**PROBLEM TO WORK ON**
Can you retype, character for character, the lines of the records below from the line containing "soldier in camouflage" up to and including the line containing "the police uniform"?
+++ PROVIDED DATA +++
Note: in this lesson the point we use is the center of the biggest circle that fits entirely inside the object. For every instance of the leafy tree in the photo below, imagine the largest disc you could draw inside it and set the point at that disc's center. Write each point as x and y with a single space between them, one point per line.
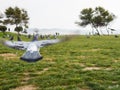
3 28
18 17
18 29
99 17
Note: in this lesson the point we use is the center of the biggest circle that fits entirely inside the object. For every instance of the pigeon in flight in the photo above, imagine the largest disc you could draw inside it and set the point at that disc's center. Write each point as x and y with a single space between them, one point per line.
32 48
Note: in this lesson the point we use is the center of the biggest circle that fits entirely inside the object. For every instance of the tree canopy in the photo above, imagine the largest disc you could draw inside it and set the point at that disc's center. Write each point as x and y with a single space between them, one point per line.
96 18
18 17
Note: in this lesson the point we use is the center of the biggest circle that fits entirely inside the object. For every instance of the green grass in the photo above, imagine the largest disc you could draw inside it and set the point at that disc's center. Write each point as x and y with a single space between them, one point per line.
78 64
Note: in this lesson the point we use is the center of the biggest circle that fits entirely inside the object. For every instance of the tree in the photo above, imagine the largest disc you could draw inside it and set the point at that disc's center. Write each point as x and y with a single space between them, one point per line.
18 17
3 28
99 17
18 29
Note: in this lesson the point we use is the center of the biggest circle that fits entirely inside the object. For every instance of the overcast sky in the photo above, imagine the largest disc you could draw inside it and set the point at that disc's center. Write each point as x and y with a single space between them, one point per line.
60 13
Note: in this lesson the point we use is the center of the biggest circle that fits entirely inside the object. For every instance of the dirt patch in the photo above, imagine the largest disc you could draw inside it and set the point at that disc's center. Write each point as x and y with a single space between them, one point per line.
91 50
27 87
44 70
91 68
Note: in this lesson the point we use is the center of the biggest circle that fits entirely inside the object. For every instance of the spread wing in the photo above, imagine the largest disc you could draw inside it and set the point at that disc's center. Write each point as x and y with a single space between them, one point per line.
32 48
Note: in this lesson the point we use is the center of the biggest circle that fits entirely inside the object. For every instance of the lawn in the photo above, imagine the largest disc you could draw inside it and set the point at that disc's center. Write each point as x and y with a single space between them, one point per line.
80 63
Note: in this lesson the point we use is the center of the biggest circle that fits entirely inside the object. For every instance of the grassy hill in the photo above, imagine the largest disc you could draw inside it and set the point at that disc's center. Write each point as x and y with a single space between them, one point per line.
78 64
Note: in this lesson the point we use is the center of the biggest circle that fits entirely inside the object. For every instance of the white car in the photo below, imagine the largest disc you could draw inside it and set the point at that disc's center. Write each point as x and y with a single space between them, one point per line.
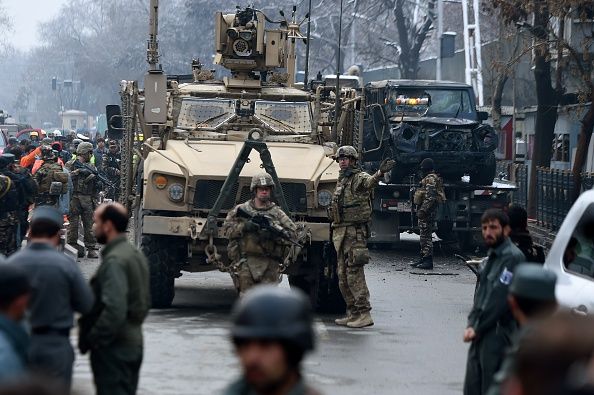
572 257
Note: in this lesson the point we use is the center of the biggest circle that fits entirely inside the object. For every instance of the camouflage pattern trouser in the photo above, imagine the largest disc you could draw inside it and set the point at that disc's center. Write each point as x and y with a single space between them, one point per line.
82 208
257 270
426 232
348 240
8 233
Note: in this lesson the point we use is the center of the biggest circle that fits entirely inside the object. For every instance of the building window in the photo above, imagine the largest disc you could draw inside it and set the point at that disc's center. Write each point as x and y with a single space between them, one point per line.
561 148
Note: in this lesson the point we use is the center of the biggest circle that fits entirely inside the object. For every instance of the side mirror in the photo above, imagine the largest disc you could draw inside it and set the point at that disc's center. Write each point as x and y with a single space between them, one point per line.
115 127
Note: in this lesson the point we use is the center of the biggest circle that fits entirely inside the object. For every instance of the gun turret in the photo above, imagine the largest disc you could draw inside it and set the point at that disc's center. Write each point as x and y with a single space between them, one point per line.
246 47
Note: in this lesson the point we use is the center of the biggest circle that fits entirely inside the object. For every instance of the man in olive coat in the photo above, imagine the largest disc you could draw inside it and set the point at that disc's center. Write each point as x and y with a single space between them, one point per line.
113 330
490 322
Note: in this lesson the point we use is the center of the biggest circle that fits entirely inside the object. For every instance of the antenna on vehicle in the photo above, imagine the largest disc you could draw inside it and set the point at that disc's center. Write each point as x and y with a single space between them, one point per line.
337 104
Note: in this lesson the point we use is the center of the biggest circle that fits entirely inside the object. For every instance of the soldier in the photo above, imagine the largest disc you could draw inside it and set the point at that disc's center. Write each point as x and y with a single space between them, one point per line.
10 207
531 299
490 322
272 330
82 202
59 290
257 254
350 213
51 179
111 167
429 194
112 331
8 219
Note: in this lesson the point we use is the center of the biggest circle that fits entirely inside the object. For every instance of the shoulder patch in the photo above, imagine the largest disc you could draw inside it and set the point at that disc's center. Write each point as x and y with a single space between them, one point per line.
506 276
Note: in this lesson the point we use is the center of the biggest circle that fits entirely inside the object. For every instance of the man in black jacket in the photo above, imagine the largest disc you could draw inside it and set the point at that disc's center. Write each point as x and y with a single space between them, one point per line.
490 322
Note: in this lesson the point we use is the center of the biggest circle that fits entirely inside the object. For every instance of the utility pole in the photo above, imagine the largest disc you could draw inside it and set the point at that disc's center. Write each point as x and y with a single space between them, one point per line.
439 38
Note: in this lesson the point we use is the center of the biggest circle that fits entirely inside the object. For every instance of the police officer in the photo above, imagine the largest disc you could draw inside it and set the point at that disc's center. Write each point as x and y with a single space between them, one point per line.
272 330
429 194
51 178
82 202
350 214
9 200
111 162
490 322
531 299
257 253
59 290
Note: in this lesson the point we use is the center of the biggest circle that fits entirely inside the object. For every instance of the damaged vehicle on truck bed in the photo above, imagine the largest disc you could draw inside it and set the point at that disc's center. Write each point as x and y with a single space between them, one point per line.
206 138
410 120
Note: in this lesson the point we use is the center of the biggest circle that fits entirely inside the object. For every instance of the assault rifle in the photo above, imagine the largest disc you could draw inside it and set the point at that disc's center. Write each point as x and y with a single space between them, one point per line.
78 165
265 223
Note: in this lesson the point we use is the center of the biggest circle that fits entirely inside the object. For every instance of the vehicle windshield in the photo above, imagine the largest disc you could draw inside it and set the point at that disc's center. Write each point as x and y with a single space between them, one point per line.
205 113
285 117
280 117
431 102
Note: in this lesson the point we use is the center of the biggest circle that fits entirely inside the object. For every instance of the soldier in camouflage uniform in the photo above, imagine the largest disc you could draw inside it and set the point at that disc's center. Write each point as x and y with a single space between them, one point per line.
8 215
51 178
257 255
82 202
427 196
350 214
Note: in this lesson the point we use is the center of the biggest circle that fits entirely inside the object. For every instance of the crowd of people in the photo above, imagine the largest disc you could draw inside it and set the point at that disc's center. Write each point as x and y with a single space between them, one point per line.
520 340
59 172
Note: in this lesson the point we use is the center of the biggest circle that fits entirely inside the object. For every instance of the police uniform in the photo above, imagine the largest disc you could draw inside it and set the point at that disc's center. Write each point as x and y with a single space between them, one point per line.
+++
+++ PROVIDED DATA +++
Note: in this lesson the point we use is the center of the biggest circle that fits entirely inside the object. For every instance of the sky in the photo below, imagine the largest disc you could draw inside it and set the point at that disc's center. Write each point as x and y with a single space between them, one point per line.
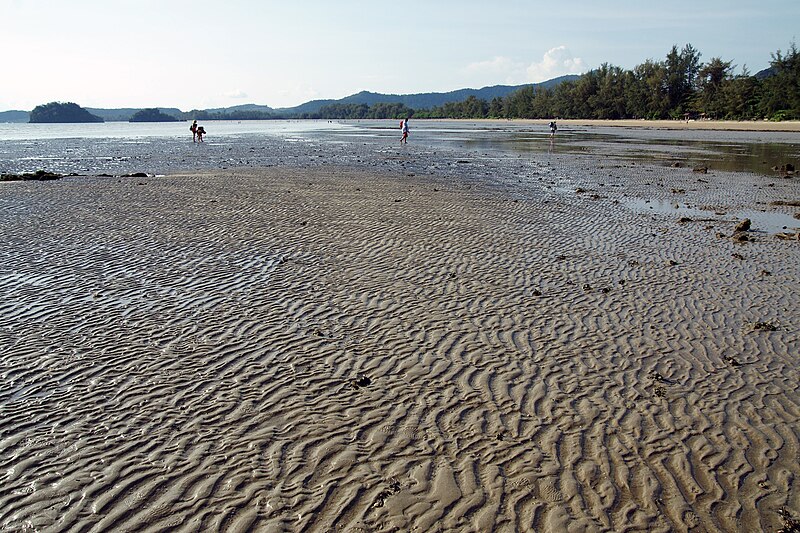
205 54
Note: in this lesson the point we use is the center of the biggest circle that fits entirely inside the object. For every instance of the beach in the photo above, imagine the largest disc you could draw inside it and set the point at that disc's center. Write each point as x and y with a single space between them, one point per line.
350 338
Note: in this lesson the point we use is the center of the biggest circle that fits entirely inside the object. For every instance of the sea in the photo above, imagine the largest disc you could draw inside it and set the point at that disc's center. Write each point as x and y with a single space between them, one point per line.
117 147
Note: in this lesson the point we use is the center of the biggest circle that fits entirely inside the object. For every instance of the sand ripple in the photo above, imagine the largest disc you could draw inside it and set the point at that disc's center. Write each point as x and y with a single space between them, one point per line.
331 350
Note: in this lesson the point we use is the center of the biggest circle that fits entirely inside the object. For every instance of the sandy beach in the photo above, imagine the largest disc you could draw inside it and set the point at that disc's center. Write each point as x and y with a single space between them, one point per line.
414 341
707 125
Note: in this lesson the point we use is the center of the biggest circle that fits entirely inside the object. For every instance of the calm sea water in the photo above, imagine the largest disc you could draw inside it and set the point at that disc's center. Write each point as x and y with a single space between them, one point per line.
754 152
+++
**RESULT BELOW**
Note: in this lesson the point we use is the center of the biggest circle that fits entirely inside the object. For every instance of the soldier in camouflage uniform in the photo above, imagine the largest disc you could draw inside it and set the point at that disc's center. Write each point as x and y with a single space between them, one point per line.
8 215
51 178
257 255
82 202
427 196
350 214
Note: in this lesson the point we use is the center of the biggest circle that fits entirely inside the object. For every instance of the crowd of people in the photo above, imagine the largest disc you could draw inside it and set the point at that disc's center. Write each point as x and y with a single space between them, one point per line.
520 340
59 172
Note: in this lesson the point we use is the center of the biggest circle that fits entirely inside the object. For every instance of the police uniform in the photo above, imagine the largest disc you could draw inside it and set the point at that disc's center. Write each point as x and y with a single space between them, one point per line.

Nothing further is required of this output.